▶ _Requirement_: Restate every line below word for word, but drop each picture.

▶ _Data to examine_:

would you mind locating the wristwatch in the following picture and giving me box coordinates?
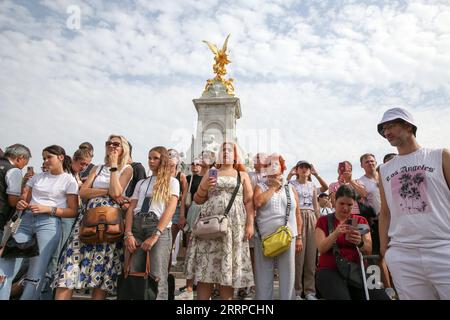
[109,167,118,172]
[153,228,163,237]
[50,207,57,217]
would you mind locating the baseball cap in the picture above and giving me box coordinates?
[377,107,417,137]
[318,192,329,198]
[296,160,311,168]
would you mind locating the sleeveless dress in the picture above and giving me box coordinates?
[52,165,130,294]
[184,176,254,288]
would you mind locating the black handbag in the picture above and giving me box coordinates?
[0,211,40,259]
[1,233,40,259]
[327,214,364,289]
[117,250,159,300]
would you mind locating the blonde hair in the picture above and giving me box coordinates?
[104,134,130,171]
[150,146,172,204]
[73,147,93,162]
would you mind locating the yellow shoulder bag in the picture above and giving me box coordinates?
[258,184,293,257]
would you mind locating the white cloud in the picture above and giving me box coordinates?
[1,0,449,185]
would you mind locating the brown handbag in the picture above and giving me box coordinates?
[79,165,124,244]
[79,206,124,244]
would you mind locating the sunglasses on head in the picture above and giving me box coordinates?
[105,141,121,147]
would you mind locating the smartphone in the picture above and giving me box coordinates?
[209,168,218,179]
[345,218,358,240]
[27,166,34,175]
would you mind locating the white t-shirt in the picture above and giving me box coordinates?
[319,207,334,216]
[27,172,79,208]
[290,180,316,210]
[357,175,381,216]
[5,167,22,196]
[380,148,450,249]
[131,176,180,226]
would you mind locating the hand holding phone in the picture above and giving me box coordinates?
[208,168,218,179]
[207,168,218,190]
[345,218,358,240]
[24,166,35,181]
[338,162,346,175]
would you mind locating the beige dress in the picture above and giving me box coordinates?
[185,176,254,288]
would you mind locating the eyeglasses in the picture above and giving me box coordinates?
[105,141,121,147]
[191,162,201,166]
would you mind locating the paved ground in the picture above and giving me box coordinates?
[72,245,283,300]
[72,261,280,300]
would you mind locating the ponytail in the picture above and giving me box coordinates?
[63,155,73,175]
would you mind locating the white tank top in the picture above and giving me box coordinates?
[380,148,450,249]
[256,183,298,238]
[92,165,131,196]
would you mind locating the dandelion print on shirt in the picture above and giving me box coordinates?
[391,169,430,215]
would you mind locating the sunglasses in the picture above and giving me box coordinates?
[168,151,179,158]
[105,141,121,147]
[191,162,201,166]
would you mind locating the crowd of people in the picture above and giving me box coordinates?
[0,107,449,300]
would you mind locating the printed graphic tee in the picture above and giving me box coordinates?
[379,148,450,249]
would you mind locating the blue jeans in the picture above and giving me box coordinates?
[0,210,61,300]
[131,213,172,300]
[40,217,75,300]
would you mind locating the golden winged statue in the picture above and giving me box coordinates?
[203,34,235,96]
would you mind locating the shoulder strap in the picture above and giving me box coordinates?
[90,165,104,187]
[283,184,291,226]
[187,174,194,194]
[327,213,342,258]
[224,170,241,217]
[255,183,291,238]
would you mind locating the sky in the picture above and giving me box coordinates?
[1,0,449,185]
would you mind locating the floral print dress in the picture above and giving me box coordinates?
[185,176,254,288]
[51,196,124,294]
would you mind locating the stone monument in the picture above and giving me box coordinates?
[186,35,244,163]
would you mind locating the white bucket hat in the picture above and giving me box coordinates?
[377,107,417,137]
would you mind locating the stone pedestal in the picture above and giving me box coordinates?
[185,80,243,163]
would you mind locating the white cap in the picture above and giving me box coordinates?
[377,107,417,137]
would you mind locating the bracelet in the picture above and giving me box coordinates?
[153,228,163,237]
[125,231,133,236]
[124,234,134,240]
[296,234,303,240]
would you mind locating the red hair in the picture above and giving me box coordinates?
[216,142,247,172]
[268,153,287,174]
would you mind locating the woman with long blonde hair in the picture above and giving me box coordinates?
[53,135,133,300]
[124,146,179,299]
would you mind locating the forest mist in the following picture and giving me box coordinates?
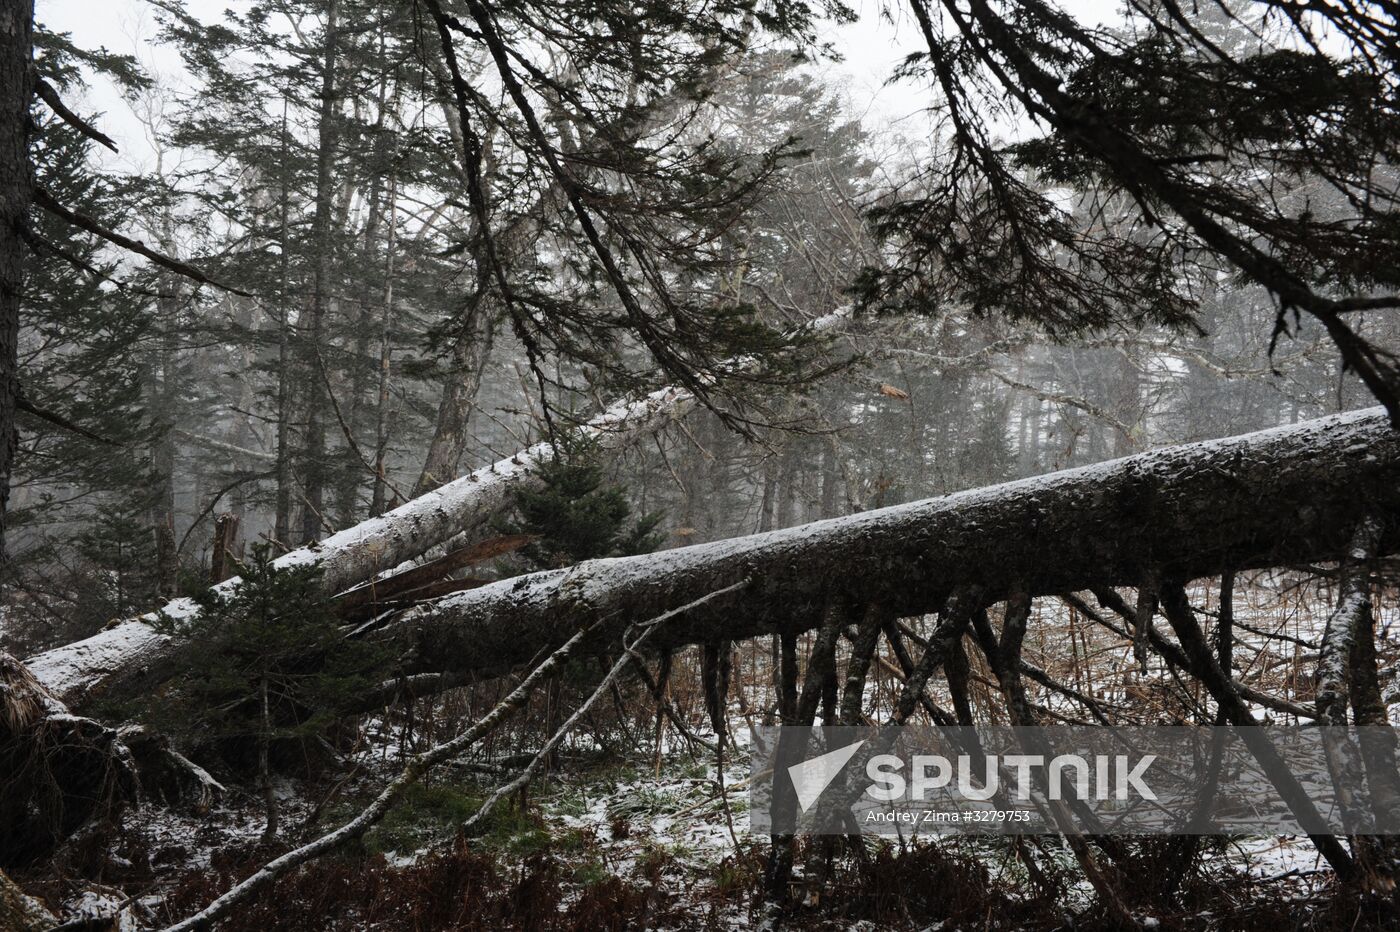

▶ _Answer below_:
would you mind locating the wristwatch in the following picture and giving me box coordinates?
[109,167,118,172]
[153,228,163,237]
[50,207,57,217]
would you mind locating the baseball cap in the picture above and giving me box coordinates?
[377,107,417,137]
[318,192,329,198]
[296,160,311,168]
would you mind locating the sleeveless dress in the picture above and giving me box coordinates?
[52,165,130,294]
[184,176,254,288]
would you mind locating the black handbag in the picture above and giving me box coordinates?
[0,211,40,259]
[1,233,40,259]
[327,214,364,289]
[117,250,159,300]
would you mind locating the blonde hair in the picture above and giving me box coordinates?
[104,134,130,171]
[150,146,172,204]
[73,147,93,162]
would you mind locating the yellow shoulder bag in the picture above and giving me box coordinates?
[258,184,293,257]
would you mind locating the white cloud in the picture above and giving me box coordinates?
[1,0,449,185]
would you mind locating the brown handbag in the picture above and giving me box coordinates?
[79,165,124,244]
[79,206,124,244]
would you mind locating the sunglasses on head in the picture above and giving me box coordinates?
[105,141,121,147]
would you mind locating the smartphone in the picture above and giving me box coordinates?
[209,168,218,179]
[345,218,358,240]
[27,166,34,175]
would you mind locating the white t-shirt in the picture above and giving me box coordinates?
[319,207,334,216]
[27,172,79,208]
[290,180,316,210]
[357,175,381,216]
[5,167,22,196]
[380,148,450,249]
[131,176,180,226]
would you mind locating the hand holding phone in the picture above and giving me box coordinates?
[208,168,218,179]
[207,168,218,190]
[345,218,358,240]
[24,166,35,181]
[338,162,346,175]
would you mind locating the beige dress in the picture above and giving me box coordinates?
[185,176,254,288]
would you mind locating the eyeglasses in the picture above and giving me box coordinates?
[105,141,121,147]
[191,162,201,166]
would you mind locating the paved ground in the picture above and giving me box coordinates?
[72,245,283,300]
[72,261,280,300]
would you mind locating the ponytail in the picture above and giving me box coordinates?
[63,155,73,175]
would you mind locating the white tank top in the picture above and giving me box coordinates?
[380,148,450,249]
[256,183,298,238]
[92,165,131,196]
would you mind locating the dandelion print on shirt in the picture above and giving me box coordinates?
[391,169,430,215]
would you mind locating the sunglasses in the picture above and giving me box coordinates?
[168,151,179,158]
[105,141,121,147]
[191,162,201,166]
would you mind locating the crowd of people in the picture above and giving me box coordinates?
[0,107,449,300]
would you mind locating the printed graphic tee in the picture above and giving me box coordinates?
[379,148,450,249]
would you mind locating the blue jeans in the picture above and giving me box coordinates?
[0,210,61,300]
[131,213,172,300]
[40,217,75,300]
would you mind locating the golden winged statue in the picture above and giving me box coordinates?
[203,34,235,96]
would you mind locating the shoulder strap in the picture above and giving me box coordinates?
[90,165,104,187]
[283,184,291,226]
[187,174,194,194]
[327,213,342,258]
[224,170,241,217]
[255,183,291,238]
would you mind locating the sky in the picture above and giving me box coordinates?
[1,0,449,185]
would you mind locating the floral print dress in the picture above and giving me box coordinates?
[185,176,254,288]
[51,196,124,294]
would you mind locating the stone monument in the picture above and giving me box coordinates?
[186,35,244,163]
would you mind locating the white bucket hat in the picture above and giving me box coordinates?
[377,107,417,137]
would you mind locating the stone pedestal in the picture above and giving me box coordinates?
[185,80,243,163]
would you mind locating the white cap in the picture above and giving me box coordinates?
[377,107,417,137]
would you mind locating the bracelet in the picture above and giving me box coordinates?
[153,228,163,237]
[125,231,133,236]
[124,234,134,240]
[296,234,303,240]
would you mind locating the red hair in the picture above and giving me box coordinates?
[216,142,247,172]
[268,153,287,174]
would you mind locating the woman with long blonde hair in the picture above and giving me box coordinates?
[53,135,133,300]
[124,146,179,299]
would you mind locating the forest mist in the following picture and giving me box coordinates?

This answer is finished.